======== PROVIDED DATA

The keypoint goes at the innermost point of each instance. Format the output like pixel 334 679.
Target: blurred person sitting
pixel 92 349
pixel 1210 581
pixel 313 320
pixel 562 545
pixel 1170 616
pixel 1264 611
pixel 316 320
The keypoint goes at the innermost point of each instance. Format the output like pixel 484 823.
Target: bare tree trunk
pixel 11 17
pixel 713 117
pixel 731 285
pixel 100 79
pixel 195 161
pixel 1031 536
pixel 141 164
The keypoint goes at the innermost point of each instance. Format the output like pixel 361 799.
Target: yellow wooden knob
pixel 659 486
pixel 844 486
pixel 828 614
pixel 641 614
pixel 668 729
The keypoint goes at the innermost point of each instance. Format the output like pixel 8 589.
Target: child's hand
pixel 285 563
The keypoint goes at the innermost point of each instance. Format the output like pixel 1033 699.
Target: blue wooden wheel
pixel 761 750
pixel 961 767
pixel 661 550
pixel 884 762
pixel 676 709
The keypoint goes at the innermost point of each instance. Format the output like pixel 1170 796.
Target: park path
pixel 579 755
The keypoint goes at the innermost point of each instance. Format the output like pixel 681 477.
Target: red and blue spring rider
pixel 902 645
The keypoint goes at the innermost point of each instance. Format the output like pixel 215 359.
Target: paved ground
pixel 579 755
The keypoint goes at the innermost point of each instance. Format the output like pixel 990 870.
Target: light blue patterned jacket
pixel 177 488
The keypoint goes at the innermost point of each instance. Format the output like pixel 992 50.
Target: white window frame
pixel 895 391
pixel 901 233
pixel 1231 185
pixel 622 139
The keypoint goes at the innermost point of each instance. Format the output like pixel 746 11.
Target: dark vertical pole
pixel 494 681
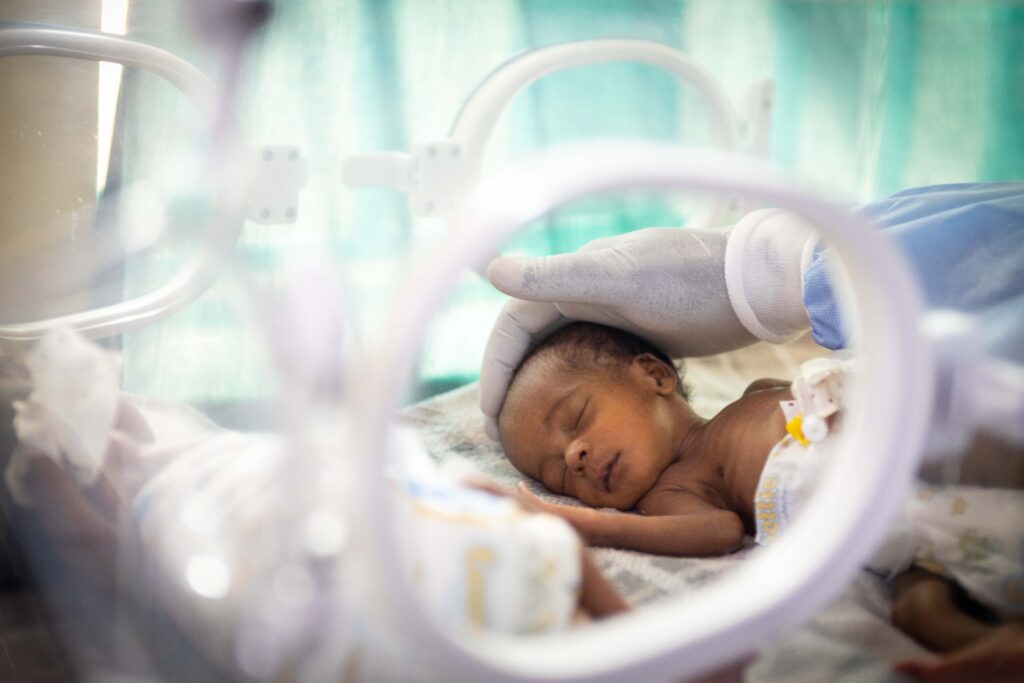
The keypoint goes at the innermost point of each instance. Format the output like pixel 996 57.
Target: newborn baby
pixel 602 416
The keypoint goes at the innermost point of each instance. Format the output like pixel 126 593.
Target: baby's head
pixel 594 413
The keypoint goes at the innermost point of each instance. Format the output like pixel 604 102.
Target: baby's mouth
pixel 606 476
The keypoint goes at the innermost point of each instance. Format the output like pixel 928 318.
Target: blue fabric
pixel 966 242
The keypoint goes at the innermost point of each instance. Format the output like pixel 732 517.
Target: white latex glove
pixel 666 285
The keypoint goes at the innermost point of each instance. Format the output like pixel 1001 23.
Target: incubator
pixel 341 541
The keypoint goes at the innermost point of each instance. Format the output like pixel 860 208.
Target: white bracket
pixel 435 175
pixel 279 172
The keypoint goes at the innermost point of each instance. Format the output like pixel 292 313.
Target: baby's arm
pixel 767 383
pixel 683 525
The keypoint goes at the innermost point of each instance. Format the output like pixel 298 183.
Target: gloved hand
pixel 667 285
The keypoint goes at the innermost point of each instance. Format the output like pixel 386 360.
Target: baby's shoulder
pixel 678 491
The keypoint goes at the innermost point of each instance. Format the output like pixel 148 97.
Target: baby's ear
pixel 655 373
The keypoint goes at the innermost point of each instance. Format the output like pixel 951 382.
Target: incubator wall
pixel 105 199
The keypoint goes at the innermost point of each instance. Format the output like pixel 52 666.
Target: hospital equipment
pixel 268 194
pixel 437 174
pixel 677 638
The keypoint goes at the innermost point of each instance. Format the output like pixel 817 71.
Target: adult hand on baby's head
pixel 666 285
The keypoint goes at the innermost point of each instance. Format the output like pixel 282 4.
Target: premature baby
pixel 600 415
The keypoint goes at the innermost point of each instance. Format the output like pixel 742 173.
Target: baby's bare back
pixel 722 464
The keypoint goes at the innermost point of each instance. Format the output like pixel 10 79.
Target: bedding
pixel 850 640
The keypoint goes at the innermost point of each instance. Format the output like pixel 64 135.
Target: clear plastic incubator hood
pixel 777 588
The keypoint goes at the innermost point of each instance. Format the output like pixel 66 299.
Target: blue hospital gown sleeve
pixel 966 242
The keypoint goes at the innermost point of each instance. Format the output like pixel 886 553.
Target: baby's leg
pixel 928 609
pixel 997 657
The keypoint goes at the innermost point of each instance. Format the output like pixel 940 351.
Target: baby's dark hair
pixel 582 345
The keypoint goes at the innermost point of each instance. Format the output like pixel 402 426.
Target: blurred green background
pixel 870 97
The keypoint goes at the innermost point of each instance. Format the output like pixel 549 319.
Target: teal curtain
pixel 870 97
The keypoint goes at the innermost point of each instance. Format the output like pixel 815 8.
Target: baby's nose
pixel 576 455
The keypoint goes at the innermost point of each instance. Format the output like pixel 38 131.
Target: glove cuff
pixel 766 257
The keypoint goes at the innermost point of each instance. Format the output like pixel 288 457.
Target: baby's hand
pixel 530 502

================

= YOUR INSTRUCTIONS =
Give back the data exactly. Pictures stay out.

= RESPONSE AREA =
The keypoint goes at the innermost point of each instance. Format the output like pixel 334 679.
Target: blurred person sitting
pixel 92 349
pixel 1210 581
pixel 313 320
pixel 562 545
pixel 1170 616
pixel 1264 611
pixel 316 320
The keypoint goes at the innermost point of each instance. Format the output like pixel 484 823.
Target: bare tree trunk
pixel 11 17
pixel 713 117
pixel 731 285
pixel 100 79
pixel 195 161
pixel 1031 536
pixel 141 164
The keypoint goes at the innermost point of each instance. Format the output like pixel 361 799.
Target: yellow wooden knob
pixel 659 486
pixel 844 486
pixel 828 614
pixel 641 614
pixel 668 729
The keypoint goes at the innermost point of each instance. Format the output like pixel 8 589.
Target: child's hand
pixel 285 563
The keypoint goes at the innermost point of each instance. Format the output like pixel 1033 699.
Target: blue wooden wheel
pixel 761 750
pixel 961 767
pixel 661 550
pixel 884 762
pixel 676 709
The keypoint goes at the innermost point of each instance. Format the output like pixel 1170 796.
Target: park path
pixel 579 755
The keypoint goes at the innermost point of each instance. Format the output like pixel 681 477.
Target: red and blue spring rider
pixel 902 645
The keypoint goes at the innermost point of each instance. Format the output like pixel 215 359.
Target: paved ground
pixel 579 755
The keypoint goes at the innermost point of each instance. Format the output like pixel 990 870.
Target: light blue patterned jacket
pixel 177 488
The keypoint goes at the innermost point of each instance. Format the output like pixel 992 50.
Target: white window frame
pixel 895 391
pixel 901 233
pixel 1231 185
pixel 622 139
The keypoint goes at the innermost point of each instance. Format the output like pixel 746 11.
Target: dark vertical pole
pixel 494 681
The keypoint goes at the innermost point of each instance. Format the output like pixel 996 57.
Target: newborn baby
pixel 602 416
The keypoint goes at the innermost point of each instance. Format the output like pixel 126 593.
Target: baby's head
pixel 594 413
The keypoint goes at the innermost point of each instance. Format the output like pixel 604 102.
Target: baby's mouth
pixel 606 476
The keypoint goes at the innermost point of each instance. Format the output like pixel 928 318.
Target: blue fabric
pixel 966 242
The keypoint goes at the innermost point of each instance. Format the output like pixel 732 517.
Target: white latex glove
pixel 666 285
The keypoint goes at the innermost point of each instance. Format the output like pixel 1001 23.
Target: incubator
pixel 341 541
The keypoint goes at the innermost point of each instance. Format the output like pixel 860 208.
Target: white bracket
pixel 435 175
pixel 279 172
The keypoint goes at the innermost point of each instance. Format the output like pixel 292 313.
Target: baby's arm
pixel 767 383
pixel 683 525
The keypoint goes at the innermost point of each instance. Format the output like pixel 298 183.
Target: gloved hand
pixel 667 285
The keypoint goes at the innermost point of each instance. Format the output like pixel 386 360.
Target: baby's shoulder
pixel 678 491
The keypoint goes at the innermost point of each instance. Format the output like pixel 148 97.
Target: baby's ear
pixel 655 373
The keypoint goes at the innermost point of each instance. Format the output like pixel 951 382.
Target: incubator wall
pixel 105 199
The keypoint goes at the innermost point of each instance. Format the output like pixel 52 666.
Target: hospital equipment
pixel 268 194
pixel 437 174
pixel 677 638
The keypoint goes at the innermost point of each instance. Format the output like pixel 817 71.
Target: adult hand on baby's head
pixel 666 285
The keypoint goes at the innermost point of each instance. Format the output like pixel 282 4.
Target: premature baby
pixel 600 415
The keypoint goes at the innermost point of each instance. Format the output like pixel 742 173.
Target: baby's bare back
pixel 722 464
The keypoint goes at the innermost point of each instance. Format the output like pixel 10 79.
Target: bedding
pixel 850 640
The keypoint goes at the innermost point of each instance. Format the output like pixel 64 135.
Target: clear plastic incubator hood
pixel 777 588
The keypoint goes at the innermost point of each instance. Format the output like pixel 66 299.
Target: blue hospital gown sleeve
pixel 966 242
The keypoint goes at the innermost point of each instance. Format the output like pixel 886 553.
Target: baby's leg
pixel 928 609
pixel 997 657
The keypoint goes at the innermost point of each instance. Format the output like pixel 940 351.
Target: baby's dark hair
pixel 582 345
The keypoint goes at the innermost point of each instance. Format the output like pixel 402 426.
Target: blurred green background
pixel 870 97
The keypoint goes at the innermost point of each instance. Format the output like pixel 549 319.
Target: teal curtain
pixel 870 97
The keypoint goes at the innermost point of each instance. Format the output like pixel 815 8.
Target: baby's nose
pixel 576 455
The keypoint goes at the innermost point of each instance. Format the output like pixel 38 131.
Target: glove cuff
pixel 766 257
The keypoint goes at the innermost point of each instance. Format the output like pixel 288 457.
Target: baby's hand
pixel 530 502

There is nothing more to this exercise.